Segment Start: RECORDS FOR THE TASK

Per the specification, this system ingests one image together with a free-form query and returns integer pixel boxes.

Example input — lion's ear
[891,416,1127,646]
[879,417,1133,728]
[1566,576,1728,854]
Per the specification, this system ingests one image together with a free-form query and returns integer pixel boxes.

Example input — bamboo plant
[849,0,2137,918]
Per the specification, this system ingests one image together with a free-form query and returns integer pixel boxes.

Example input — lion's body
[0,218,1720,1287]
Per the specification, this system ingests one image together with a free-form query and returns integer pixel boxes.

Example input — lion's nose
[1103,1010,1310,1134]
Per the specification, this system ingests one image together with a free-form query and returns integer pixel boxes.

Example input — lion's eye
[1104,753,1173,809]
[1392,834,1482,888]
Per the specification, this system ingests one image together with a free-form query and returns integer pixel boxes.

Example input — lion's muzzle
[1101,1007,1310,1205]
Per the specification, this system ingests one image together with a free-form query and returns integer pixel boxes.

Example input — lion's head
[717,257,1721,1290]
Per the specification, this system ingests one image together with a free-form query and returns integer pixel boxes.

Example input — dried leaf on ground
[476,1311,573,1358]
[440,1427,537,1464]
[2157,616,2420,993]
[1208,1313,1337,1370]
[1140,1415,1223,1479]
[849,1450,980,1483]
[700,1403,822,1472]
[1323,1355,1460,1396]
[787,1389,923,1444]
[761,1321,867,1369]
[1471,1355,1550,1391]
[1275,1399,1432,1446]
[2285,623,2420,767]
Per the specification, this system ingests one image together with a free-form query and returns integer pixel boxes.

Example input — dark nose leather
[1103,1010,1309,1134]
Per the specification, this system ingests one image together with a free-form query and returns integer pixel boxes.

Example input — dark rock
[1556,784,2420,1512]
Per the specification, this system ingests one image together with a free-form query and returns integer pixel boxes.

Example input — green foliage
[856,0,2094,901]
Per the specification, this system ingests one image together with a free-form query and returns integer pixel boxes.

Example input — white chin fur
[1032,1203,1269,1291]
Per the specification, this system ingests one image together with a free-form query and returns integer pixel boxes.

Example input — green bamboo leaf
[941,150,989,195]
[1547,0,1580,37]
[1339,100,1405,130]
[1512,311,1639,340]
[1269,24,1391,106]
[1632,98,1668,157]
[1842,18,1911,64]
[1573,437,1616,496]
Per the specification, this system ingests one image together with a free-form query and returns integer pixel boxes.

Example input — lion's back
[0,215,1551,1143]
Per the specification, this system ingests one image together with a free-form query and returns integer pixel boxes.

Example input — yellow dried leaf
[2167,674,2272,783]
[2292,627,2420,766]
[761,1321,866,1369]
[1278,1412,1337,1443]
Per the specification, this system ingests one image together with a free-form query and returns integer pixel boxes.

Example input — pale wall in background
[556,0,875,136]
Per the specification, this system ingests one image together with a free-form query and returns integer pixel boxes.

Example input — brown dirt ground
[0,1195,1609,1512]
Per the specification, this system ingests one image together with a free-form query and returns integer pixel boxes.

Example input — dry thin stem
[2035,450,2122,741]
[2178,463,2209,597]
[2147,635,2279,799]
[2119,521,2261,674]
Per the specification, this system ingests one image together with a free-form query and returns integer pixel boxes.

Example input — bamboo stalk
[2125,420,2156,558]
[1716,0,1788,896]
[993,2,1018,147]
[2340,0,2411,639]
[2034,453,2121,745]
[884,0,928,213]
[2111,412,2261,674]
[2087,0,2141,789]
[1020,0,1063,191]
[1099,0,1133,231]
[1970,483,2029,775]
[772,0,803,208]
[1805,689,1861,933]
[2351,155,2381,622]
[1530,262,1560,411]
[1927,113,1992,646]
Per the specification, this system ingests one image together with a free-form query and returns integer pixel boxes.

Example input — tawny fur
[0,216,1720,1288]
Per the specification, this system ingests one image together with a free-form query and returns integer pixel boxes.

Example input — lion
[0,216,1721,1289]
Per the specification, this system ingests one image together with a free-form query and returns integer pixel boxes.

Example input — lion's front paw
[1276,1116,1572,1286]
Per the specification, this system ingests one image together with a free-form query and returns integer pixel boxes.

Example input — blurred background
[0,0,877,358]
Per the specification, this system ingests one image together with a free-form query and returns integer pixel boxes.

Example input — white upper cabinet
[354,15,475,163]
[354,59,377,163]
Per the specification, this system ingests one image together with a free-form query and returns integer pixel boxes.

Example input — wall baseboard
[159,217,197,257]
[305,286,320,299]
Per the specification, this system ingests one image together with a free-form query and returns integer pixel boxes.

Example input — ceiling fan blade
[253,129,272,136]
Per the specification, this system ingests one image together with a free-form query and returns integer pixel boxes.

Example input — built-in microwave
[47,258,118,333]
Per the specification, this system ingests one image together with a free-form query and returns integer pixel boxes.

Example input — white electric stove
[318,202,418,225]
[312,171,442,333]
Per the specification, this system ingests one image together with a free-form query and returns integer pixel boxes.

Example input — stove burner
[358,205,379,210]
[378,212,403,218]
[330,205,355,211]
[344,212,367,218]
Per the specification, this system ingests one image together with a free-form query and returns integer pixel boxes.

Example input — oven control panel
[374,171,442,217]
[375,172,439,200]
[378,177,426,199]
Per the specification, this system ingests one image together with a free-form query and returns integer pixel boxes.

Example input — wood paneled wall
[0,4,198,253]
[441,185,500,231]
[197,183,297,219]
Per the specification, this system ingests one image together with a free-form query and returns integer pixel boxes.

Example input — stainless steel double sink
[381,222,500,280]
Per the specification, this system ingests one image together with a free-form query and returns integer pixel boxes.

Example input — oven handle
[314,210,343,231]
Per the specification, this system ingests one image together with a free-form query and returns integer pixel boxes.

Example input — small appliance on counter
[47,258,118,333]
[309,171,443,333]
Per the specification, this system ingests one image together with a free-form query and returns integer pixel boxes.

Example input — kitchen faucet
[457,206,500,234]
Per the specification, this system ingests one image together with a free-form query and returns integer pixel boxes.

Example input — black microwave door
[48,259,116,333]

Segment End: RECORDS FOR THE TASK

EXERCISE BRIEF —
An exact written copy of every entry is the required answer.

FINISHED TASK —
Per the specification, this system ingests one image together with a free-form query and returns integer pixel boxes.

Example input — lion's ear
[891,416,1127,646]
[879,417,1133,728]
[1566,576,1728,854]
Per the specification, this system ingests one image together with a free-form query and returns integer pixel boxes.

Example input — bamboo plant
[849,0,2137,918]
Per the specification, this system ingests one image together with a free-form query and returns integer pixel boxes.

Example input — lion's body
[0,218,1720,1287]
Per the specification, this system ingests one image together with a free-form query and returns integer pixel boxes.

Example input — lion's nose
[1103,1010,1310,1134]
Per the specification, this system ingests one image together with a free-form query and returns integer pixel boxes.

Example input — lion's eye
[1104,753,1173,809]
[1392,834,1482,888]
Per the specification, this system ingests one image together with a free-form query and returns integer pixel boxes.

Example input — lion's muzzle
[1101,1007,1310,1205]
Per the specification, this system ingests one image together with a free-form query and returns integer pixel boxes.

Example input — lion's head
[717,257,1721,1290]
Per the specification, this system ingests one image together with a free-form query and returns integer pixel boxes.

Example input — dried leaf on ground
[476,1311,573,1358]
[440,1427,537,1464]
[2157,616,2420,993]
[1208,1313,1337,1370]
[1140,1415,1223,1479]
[849,1450,980,1483]
[700,1403,822,1472]
[1323,1355,1460,1396]
[787,1389,923,1444]
[761,1321,867,1369]
[1471,1355,1550,1391]
[1275,1399,1432,1446]
[2285,623,2420,767]
Per the specification, this system ingests one image together with a free-form query and returns integer pixel boxes.

Example input — dark nose leather
[1103,1010,1309,1134]
Per the specification, this system ingests one image together with a free-form query and returns integer pixel boxes.

Example input — dark rock
[1556,784,2420,1512]
Per the specification, this system ingests one image together with a free-form query and returns integer pixel boxes.

Example input — green foliage
[856,0,2094,901]
Per the specification, this system ingests one image together with a free-form query and returns integer pixel boxes.

Example input — white chin fur
[1032,1203,1269,1291]
Per the specification, this system ingests one image together with a free-form query and returns integer pixel boxes.

Example input — green bamboo leaf
[941,150,989,195]
[1547,0,1580,37]
[1339,100,1405,130]
[1512,311,1639,340]
[1269,24,1391,106]
[1632,98,1668,157]
[1842,18,1911,64]
[1573,437,1616,496]
Per the specification, this system ingests one image together with a free-form query and returns integer pixel boxes.

Example input — lion's back
[0,215,1551,1143]
Per the specification, this system ingests one image together with a free-form query and returns integer pixel boxes.

Example input — yellow dried leaf
[2167,674,2272,783]
[2292,627,2420,766]
[761,1321,866,1369]
[1278,1412,1337,1443]
Per the specification, this system ingests one image together with a free-form query and returns integer pixel boxes.

Example input — pale wall in background
[556,0,875,136]
Per the specification, this system ingests one image together with a free-form query and returns integer pixel boxes.

Example input — brown dirt ground
[0,1195,1609,1512]
Per the specification, this system ingests one image together with a free-form query and returns integer pixel boxes.

Example input — dry thin stem
[2035,450,2122,741]
[2178,463,2209,597]
[2147,635,2279,799]
[2119,521,2261,674]
Per the specification, this system ingests one image together with a free-form query and returns integer pixel boxes.

Example input — bamboo stalk
[2125,420,2156,558]
[1716,0,1788,896]
[993,2,1018,147]
[2340,0,2411,639]
[2034,453,2121,745]
[884,0,928,213]
[2111,412,2261,674]
[2087,0,2141,789]
[1020,0,1063,191]
[1099,0,1133,231]
[1970,483,2029,775]
[772,0,803,208]
[1805,689,1861,933]
[2351,155,2381,622]
[1530,262,1560,411]
[1927,113,1992,646]
Per the specification, this system ingests one image together with a free-form query and returns integer pixel boxes.

Example input — tawny fur
[0,216,1720,1288]
Per the specification, this system ingests one image together with a free-form query and returns integer pixel boxes.

Example input — lion
[0,216,1721,1289]
Per the specification, this system ingests one image together with a free-form query and returns integer pixel boxes.

Example input — lion's front paw
[1276,1116,1572,1286]
Per the specification, this system ingests one image together with a free-form query and returns integer pixel boxes.

Example input — blurred background
[0,0,877,358]
Per the specification, this system ingests one image together with a free-form query and returns integer pixel boxes.

Example input — white upper cabinet
[354,15,475,163]
[354,59,377,163]
Per the specification, this system ingests one image together with a free-form query and returns integer pixel boxes.

Example input — wall baseboard
[159,217,197,257]
[305,286,320,299]
Per the specification, this system ingests one image together with a free-form query and returns integer pixel boxes.

Example input — ceiling fan blade
[253,129,272,136]
Per the specification, this system ingests one image together with a free-form query and returns integer pixel boxes.

Example input — built-in microwave
[47,258,118,333]
Per the specification, this system ingests one image together with a free-form query and returns integer pixel boxes.

Example input — white electric stove
[318,202,418,225]
[312,171,442,333]
Per the specification, this system ingests one image together with a free-form query and returns integer pixel boxes.

Example input — stove burner
[358,205,379,210]
[378,212,403,218]
[330,205,355,211]
[344,212,367,218]
Per the specification, this system ingests one image together with a free-form query and returns integer pixel boxes.

Example input — oven control panel
[374,171,442,217]
[375,172,439,200]
[378,177,426,199]
Per the specification, this system ingests one image together with a free-form query and returns integer pixel boxes.

Example input — wood paneled wall
[0,4,198,253]
[441,185,500,231]
[197,183,297,219]
Per the specification, this system ingests one image together with a free-form query and returns integer pixel boxes.

Example input — stainless steel double sink
[381,222,500,280]
Per the specification, this system ingests one image together with a free-form query and returns integer pixel boxes.

Example input — oven handle
[314,210,343,231]
Per the specification, this system ingests one image together with a free-form query and returns integer pixel boxes.

Example input — small appliance on counter
[47,258,118,333]
[309,171,443,333]
Per the specification, this system ingests one image together with a free-form query and returns integer pixel boxes.

Example input — kitchen faucet
[457,206,500,234]
Per the specification, this system ingests one image together with a free-form query and returns integer pixel boxes.

Example input — black microwave door
[48,259,116,333]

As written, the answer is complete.